Parallel Hidden Markov Model for Sleep State Inference

Parallelized wrapper for HMMbehavr that processes multiple individuals simultaneously using multiple CPU cores. This function provides significant speed improvements for large datasets while maintaining identical output to the serial version.

Each individual's data is processed independently in parallel, making this approach ideal for experiments with many animals. The function automatically handles cluster setup and cleanup.

Usage

HMMbehavrFast(behavtbl, it = 100, n_cores = 4, ldcyc = NULL)

Arguments

behavtbl

A behavr table containing behavioral data for multiple individuals. See HMMbehavr for required columns.

it

Integer (>= 100) specifying the number of HMM fitting iterations per individual per day. Default: 100. See HMMbehavr for details.

n_cores

Integer specifying the number of CPU cores to use for parallel processing. Default: 4.

Recommendations:

Leave 1-2 cores free for system operations
On HPC: request cores matching this parameter
Typical desktop: use 2-4 cores
Check available cores: parallel::detectCores()

ldcyc

Numeric specifying light phase duration in hours. If NULL (default), assumes 12-hour light phase. See HMMbehavr for details.

Value

A list containing two data frames with combined results from all individuals:

TimeSpentInEachState: Time spent in each state for all individuals
VITERBIDecodedProfile: HMM-inferred state profiles for all individuals

See HMMbehavr for detailed description of output structure.

Details

Parallelization Strategy

The function:

Splits data by individual ID
Creates a parallel cluster with n_cores workers
Distributes individuals across workers
Each worker runs HMMbehavr independently
Combines results after all workers complete
Automatically cleans up cluster

Performance Considerations

Speedup: Near-linear with number of cores (e.g., 4x faster with 4 cores)

Source material:

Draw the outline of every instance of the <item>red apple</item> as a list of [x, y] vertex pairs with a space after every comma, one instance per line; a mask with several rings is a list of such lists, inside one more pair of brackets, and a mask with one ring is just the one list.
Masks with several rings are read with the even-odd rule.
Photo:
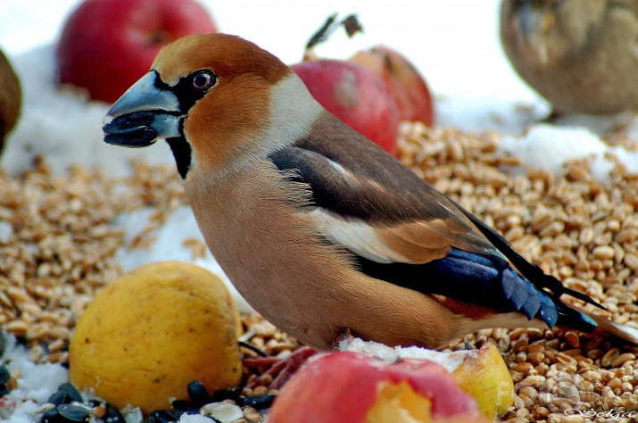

Exercise set:
a. In the HMMbehavrFast documentation, what light phase does the function assume when ldcyc is left as NULL?
b. Translate this sentence from the HMMbehavrFast documentation into Spanish: "The function automatically handles cluster setup and cleanup."
c. Pick up the HMMbehavrFast documentation after its last line and keep writing in the same style.

Answers for the exercise:
a. It assumes a 12-hour light phase.

b. La función gestiona automáticamente la configuración y la limpieza del clúster.

c.
Memory: Each worker needs enough RAM for one individual's data
Overhead: Setup time ~1-2 seconds; only beneficial for >5-10 individuals
Progress: No progress bar (runs silently in parallel)

Timing Comparison

For 32 individuals, 3 days each, it=100:

Serial (HMMbehavr): ~160 seconds
4 cores (HMMbehavrFast): ~45 seconds
8 cores: ~25 seconds

Error Handling

If any individual fails to process, that individual returns NULL and is excluded from the final results. Other individuals continue processing normally.

Examples

if (FALSE) { # \dontrun{
# Basic parallel processing with 4 cores
hmm_results <- HMMbehavrFast(
  behavtbl = processed_data,
  n_cores = 4
)

# Use more cores for large dataset
hmm_results <- HMMbehavrFast(
  behavtbl = processed_data,
  it = 200,
  n_cores = 8,
  ldcyc = 12
)

# Check available cores first
available_cores <- parallel::detectCores()
use_cores <- max(1, available_cores - 2)  # Leave 2 for system

hmm_results <- HMMbehavrFast(
  behavtbl = processed_data,
  n_cores = use_cores
)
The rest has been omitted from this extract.